[Your objective] Start at the top of the records and, please, print each line exactly through the line that contains "[[85, 293], [152, 65], [222, 359]]", leaving out all pictures.

[Supplied information]
··········

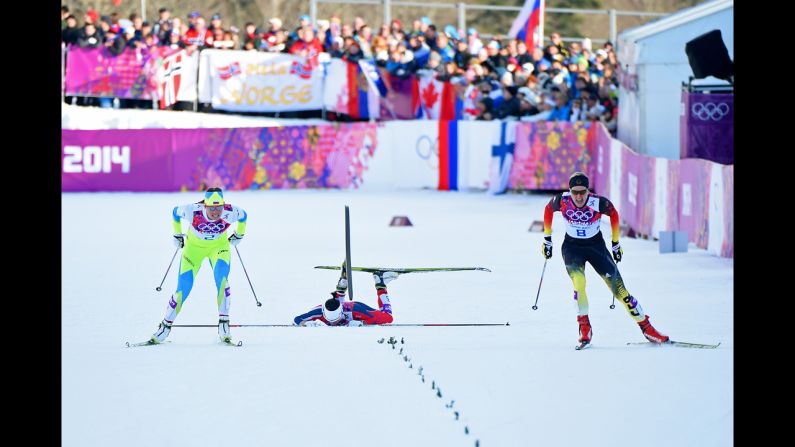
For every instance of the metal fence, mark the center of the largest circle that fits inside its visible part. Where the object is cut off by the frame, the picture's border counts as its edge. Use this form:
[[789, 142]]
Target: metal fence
[[462, 9]]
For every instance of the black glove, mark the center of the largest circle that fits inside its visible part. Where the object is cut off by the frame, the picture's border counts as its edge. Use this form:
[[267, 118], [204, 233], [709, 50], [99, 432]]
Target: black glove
[[546, 247], [617, 251], [179, 240]]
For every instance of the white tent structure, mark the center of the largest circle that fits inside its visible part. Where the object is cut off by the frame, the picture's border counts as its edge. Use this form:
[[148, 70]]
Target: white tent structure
[[654, 65]]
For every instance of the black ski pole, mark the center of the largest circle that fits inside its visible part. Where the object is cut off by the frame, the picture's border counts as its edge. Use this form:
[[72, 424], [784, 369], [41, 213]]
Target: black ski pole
[[249, 279], [348, 270], [539, 284], [160, 287]]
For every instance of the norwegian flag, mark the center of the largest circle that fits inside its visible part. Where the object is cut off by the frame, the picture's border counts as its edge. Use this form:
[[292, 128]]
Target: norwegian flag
[[171, 79]]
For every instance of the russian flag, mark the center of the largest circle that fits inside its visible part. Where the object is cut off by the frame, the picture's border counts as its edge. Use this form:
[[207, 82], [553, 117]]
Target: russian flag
[[526, 24], [448, 155]]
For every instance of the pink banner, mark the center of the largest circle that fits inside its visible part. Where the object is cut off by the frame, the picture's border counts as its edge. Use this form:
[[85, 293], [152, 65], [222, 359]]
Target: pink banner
[[327, 156], [116, 160], [693, 196], [547, 152], [97, 72], [599, 141], [727, 248]]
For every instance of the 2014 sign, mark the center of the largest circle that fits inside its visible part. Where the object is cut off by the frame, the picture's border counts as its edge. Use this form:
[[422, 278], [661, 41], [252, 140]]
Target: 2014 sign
[[95, 159]]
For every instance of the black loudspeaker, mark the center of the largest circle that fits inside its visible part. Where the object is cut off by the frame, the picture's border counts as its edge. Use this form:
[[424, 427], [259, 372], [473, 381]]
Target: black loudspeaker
[[708, 56]]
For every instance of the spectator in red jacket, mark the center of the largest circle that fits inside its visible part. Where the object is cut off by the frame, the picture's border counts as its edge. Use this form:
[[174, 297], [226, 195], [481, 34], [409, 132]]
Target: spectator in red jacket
[[198, 37], [308, 46]]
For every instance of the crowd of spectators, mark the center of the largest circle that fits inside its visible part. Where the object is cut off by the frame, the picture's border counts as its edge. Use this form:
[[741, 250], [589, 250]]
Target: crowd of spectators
[[499, 77]]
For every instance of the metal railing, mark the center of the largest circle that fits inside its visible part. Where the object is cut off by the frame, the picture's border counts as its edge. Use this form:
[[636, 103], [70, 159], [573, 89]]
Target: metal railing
[[462, 9]]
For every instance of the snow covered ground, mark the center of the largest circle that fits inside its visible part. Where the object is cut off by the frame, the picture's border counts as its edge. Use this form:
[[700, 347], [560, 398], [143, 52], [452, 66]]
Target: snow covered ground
[[517, 385]]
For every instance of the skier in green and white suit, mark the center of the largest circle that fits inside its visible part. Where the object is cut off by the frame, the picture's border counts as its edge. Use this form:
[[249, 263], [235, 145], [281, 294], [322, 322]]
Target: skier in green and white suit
[[208, 221]]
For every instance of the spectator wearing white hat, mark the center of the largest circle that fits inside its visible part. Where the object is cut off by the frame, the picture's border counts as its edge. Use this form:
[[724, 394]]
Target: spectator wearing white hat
[[528, 103], [216, 23]]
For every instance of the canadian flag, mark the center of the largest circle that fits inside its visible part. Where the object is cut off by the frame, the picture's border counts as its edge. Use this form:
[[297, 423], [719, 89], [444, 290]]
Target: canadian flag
[[437, 99], [170, 81]]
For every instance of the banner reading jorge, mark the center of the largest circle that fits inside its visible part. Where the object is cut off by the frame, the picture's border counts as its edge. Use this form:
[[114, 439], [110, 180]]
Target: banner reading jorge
[[247, 81]]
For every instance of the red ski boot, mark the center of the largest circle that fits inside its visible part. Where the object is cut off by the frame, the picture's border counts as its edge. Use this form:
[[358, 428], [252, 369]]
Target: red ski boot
[[650, 333], [585, 329]]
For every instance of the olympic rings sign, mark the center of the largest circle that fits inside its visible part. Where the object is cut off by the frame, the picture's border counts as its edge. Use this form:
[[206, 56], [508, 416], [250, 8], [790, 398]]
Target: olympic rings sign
[[212, 227], [580, 216], [706, 111]]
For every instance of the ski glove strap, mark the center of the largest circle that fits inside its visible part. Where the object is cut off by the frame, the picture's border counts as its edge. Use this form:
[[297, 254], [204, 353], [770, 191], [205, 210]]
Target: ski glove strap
[[546, 247], [617, 251], [235, 239], [179, 240]]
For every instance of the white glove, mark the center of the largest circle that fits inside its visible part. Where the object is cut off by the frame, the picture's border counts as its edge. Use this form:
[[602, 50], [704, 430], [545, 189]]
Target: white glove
[[235, 239], [179, 240]]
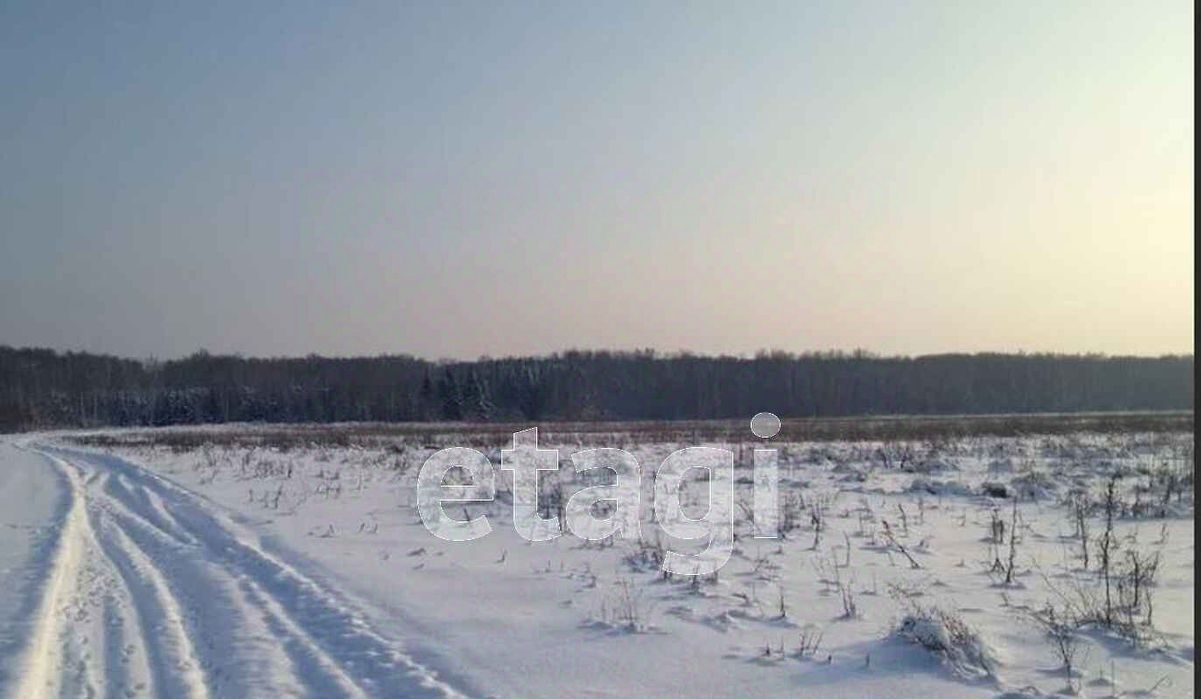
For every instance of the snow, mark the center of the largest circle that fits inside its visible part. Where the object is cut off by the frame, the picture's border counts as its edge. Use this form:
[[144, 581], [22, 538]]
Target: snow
[[248, 569]]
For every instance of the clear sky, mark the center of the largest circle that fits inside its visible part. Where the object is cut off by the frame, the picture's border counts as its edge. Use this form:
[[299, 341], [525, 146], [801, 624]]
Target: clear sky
[[454, 179]]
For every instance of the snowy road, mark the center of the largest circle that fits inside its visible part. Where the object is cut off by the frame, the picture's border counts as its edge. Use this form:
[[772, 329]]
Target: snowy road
[[135, 586]]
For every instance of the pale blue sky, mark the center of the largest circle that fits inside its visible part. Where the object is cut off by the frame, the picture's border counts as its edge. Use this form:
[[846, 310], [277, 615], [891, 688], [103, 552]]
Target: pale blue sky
[[458, 179]]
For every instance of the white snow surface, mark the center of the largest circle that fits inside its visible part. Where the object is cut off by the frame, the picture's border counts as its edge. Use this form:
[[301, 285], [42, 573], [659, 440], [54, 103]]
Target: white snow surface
[[258, 571]]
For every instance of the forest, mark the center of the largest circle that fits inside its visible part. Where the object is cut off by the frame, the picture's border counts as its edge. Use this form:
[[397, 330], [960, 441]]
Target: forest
[[43, 388]]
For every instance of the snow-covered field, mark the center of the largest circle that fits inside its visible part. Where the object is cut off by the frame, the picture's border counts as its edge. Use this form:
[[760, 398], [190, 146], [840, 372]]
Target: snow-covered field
[[238, 565]]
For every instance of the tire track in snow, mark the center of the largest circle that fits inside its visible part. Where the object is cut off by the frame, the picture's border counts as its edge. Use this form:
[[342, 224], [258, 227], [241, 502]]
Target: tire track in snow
[[174, 599]]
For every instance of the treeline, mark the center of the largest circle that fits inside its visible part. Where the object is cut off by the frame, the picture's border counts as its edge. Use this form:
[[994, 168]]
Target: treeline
[[42, 388]]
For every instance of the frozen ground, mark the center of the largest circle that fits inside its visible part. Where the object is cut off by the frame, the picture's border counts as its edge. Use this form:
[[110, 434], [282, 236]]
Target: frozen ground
[[234, 565]]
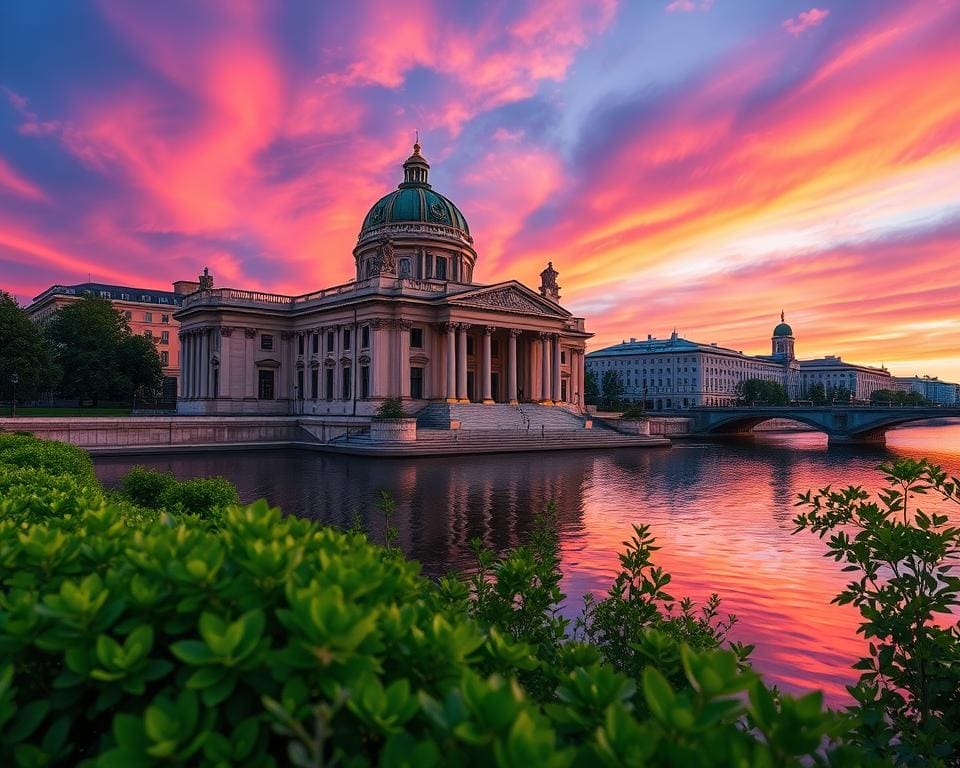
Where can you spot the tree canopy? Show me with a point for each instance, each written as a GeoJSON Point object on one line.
{"type": "Point", "coordinates": [23, 351]}
{"type": "Point", "coordinates": [100, 357]}
{"type": "Point", "coordinates": [763, 392]}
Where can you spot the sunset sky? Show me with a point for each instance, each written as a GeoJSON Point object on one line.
{"type": "Point", "coordinates": [694, 164]}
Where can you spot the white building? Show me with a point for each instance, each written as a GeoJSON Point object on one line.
{"type": "Point", "coordinates": [677, 373]}
{"type": "Point", "coordinates": [932, 388]}
{"type": "Point", "coordinates": [412, 325]}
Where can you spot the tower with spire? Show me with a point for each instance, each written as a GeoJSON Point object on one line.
{"type": "Point", "coordinates": [782, 340]}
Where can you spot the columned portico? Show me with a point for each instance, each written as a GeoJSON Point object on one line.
{"type": "Point", "coordinates": [487, 366]}
{"type": "Point", "coordinates": [545, 367]}
{"type": "Point", "coordinates": [512, 366]}
{"type": "Point", "coordinates": [462, 363]}
{"type": "Point", "coordinates": [451, 329]}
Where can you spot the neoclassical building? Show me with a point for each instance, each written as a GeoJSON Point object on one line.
{"type": "Point", "coordinates": [413, 324]}
{"type": "Point", "coordinates": [676, 373]}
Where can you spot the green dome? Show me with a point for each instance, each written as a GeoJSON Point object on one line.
{"type": "Point", "coordinates": [783, 329]}
{"type": "Point", "coordinates": [415, 201]}
{"type": "Point", "coordinates": [414, 204]}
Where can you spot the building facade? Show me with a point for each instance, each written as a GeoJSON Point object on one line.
{"type": "Point", "coordinates": [675, 373]}
{"type": "Point", "coordinates": [149, 313]}
{"type": "Point", "coordinates": [932, 388]}
{"type": "Point", "coordinates": [412, 324]}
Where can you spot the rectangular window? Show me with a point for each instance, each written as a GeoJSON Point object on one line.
{"type": "Point", "coordinates": [265, 384]}
{"type": "Point", "coordinates": [416, 382]}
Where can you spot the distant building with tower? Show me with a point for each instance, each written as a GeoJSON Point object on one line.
{"type": "Point", "coordinates": [148, 312]}
{"type": "Point", "coordinates": [677, 373]}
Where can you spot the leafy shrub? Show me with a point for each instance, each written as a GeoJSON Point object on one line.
{"type": "Point", "coordinates": [270, 640]}
{"type": "Point", "coordinates": [908, 695]}
{"type": "Point", "coordinates": [201, 496]}
{"type": "Point", "coordinates": [146, 486]}
{"type": "Point", "coordinates": [391, 408]}
{"type": "Point", "coordinates": [20, 450]}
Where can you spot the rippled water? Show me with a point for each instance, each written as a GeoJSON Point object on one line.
{"type": "Point", "coordinates": [721, 511]}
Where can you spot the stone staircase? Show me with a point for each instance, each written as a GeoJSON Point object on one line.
{"type": "Point", "coordinates": [528, 417]}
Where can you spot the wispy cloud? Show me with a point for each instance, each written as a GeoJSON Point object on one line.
{"type": "Point", "coordinates": [805, 20]}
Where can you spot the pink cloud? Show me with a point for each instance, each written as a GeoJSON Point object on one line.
{"type": "Point", "coordinates": [688, 6]}
{"type": "Point", "coordinates": [805, 20]}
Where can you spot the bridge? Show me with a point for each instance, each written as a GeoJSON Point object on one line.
{"type": "Point", "coordinates": [843, 424]}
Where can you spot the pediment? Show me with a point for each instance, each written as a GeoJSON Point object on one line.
{"type": "Point", "coordinates": [509, 297]}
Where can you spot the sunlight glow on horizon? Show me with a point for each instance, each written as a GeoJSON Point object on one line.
{"type": "Point", "coordinates": [810, 161]}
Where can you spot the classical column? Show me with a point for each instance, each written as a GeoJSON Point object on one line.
{"type": "Point", "coordinates": [182, 390]}
{"type": "Point", "coordinates": [462, 362]}
{"type": "Point", "coordinates": [226, 386]}
{"type": "Point", "coordinates": [249, 368]}
{"type": "Point", "coordinates": [204, 367]}
{"type": "Point", "coordinates": [545, 367]}
{"type": "Point", "coordinates": [512, 366]}
{"type": "Point", "coordinates": [487, 366]}
{"type": "Point", "coordinates": [557, 389]}
{"type": "Point", "coordinates": [451, 388]}
{"type": "Point", "coordinates": [403, 334]}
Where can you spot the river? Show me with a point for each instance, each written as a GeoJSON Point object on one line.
{"type": "Point", "coordinates": [721, 511]}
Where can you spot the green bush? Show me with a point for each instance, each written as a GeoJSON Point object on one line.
{"type": "Point", "coordinates": [903, 561]}
{"type": "Point", "coordinates": [201, 496]}
{"type": "Point", "coordinates": [146, 486]}
{"type": "Point", "coordinates": [391, 408]}
{"type": "Point", "coordinates": [20, 450]}
{"type": "Point", "coordinates": [271, 640]}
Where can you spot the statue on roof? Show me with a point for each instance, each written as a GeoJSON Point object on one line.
{"type": "Point", "coordinates": [548, 283]}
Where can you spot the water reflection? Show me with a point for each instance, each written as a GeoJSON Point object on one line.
{"type": "Point", "coordinates": [721, 511]}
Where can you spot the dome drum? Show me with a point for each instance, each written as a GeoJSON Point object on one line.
{"type": "Point", "coordinates": [415, 232]}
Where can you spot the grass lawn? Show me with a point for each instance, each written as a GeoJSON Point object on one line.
{"type": "Point", "coordinates": [22, 411]}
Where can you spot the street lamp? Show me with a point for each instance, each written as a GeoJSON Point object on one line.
{"type": "Point", "coordinates": [14, 379]}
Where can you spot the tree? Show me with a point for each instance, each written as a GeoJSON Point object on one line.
{"type": "Point", "coordinates": [100, 357]}
{"type": "Point", "coordinates": [841, 394]}
{"type": "Point", "coordinates": [591, 388]}
{"type": "Point", "coordinates": [761, 391]}
{"type": "Point", "coordinates": [817, 394]}
{"type": "Point", "coordinates": [611, 389]}
{"type": "Point", "coordinates": [23, 351]}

··········

[Output of the exercise]
For every instance of the metal fence, mark the center of the largest circle that fits inside its visible part. Where the object is cut off by the frame, the picture's border counts as its edge. Use this form:
[[789, 142]]
Target: metal fence
[[462, 9]]
For every instance of the black glove, mark the center of the largest circle that fits inside its visible part. Where the object is cut off by the frame, the picture's border counts as its edge. Use this form:
[[267, 118], [204, 233], [709, 50], [99, 432]]
Target: black glove
[[546, 247], [617, 251], [179, 240]]
For every instance of the white tent structure, mark the center of the largest circle that fits inside its visible part. Where the object is cut off by the frame, the picture's border counts as its edge. Use this form:
[[148, 70]]
Target: white tent structure
[[654, 65]]
For every instance of the black ski pole, mark the center of the largest circle that fits inside its visible part. Where the object is cut off by the frame, the picture's border counts as its edge. Use this form:
[[72, 424], [784, 369], [41, 213]]
Target: black ski pole
[[249, 279], [348, 270], [539, 284], [160, 287]]
For every instance of the norwegian flag, mark the center of the largest circle that fits inside its visible part. Where the object is cut off by the frame, the picture's border counts as its edge. Use this form:
[[292, 128]]
Target: norwegian flag
[[171, 79]]
For every instance of the russian flag, mark the center of the largest circle that fits inside its visible part. Where the object is cut off by the frame, the picture's border counts as its edge. Use this form:
[[207, 82], [553, 117]]
Target: russian flag
[[526, 24], [448, 155]]
For every instance of the pink banner, mark the center of the largest circle that fits inside its visible part. Where the object is cut off by the frame, the picture's border counts as its edge. Use this form:
[[85, 293], [152, 65], [222, 359]]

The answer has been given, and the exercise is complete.